**抜粋文:**
豪快なアクション、美しい映像、先の読めないドキドキするドラマの背後に“いまを生きる”私たちへのメッセージが潜んでいる。だからこそ、日ごろはヒーロー映画をたくさん観ない人々をも魅了し、幅広い層から支持を集めることができる。これこそが『ブラックパンサー』シリーズの大きな魅力のひとつだ。

そして最新作でも“問いかけ”は続く。プロデューサーのネイト・ムーアは「ティ・チャラを亡くしてしまった世界で前進を続けようとするワカンダのストーリーを語る上で、彼に触れたすべての人々にとって彼の喪失が意味するものは何なのかを探究することは、もはや必然でした」と語る。

様々な困難や争い、生活していく中での問題、世界情勢の不安定さに不安を感じていない人はいないのではないだろうか。そんな時は誰だって自分たちを率いてくれる強力なリーダーがほしい。なんなら、強いリーダーが“一発解決”してくれることを望んでいる。

**やること:**
抜粋文で、最新作について語っているプロデューサーの名前を答えてください。 この後の項目は、抜粋文とは別の出どころから集めたものです。

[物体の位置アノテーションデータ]
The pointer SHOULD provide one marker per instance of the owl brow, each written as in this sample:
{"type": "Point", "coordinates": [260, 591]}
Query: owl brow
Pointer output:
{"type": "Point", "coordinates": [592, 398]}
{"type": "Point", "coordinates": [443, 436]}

**正しい答え:**
ネイト・ムーア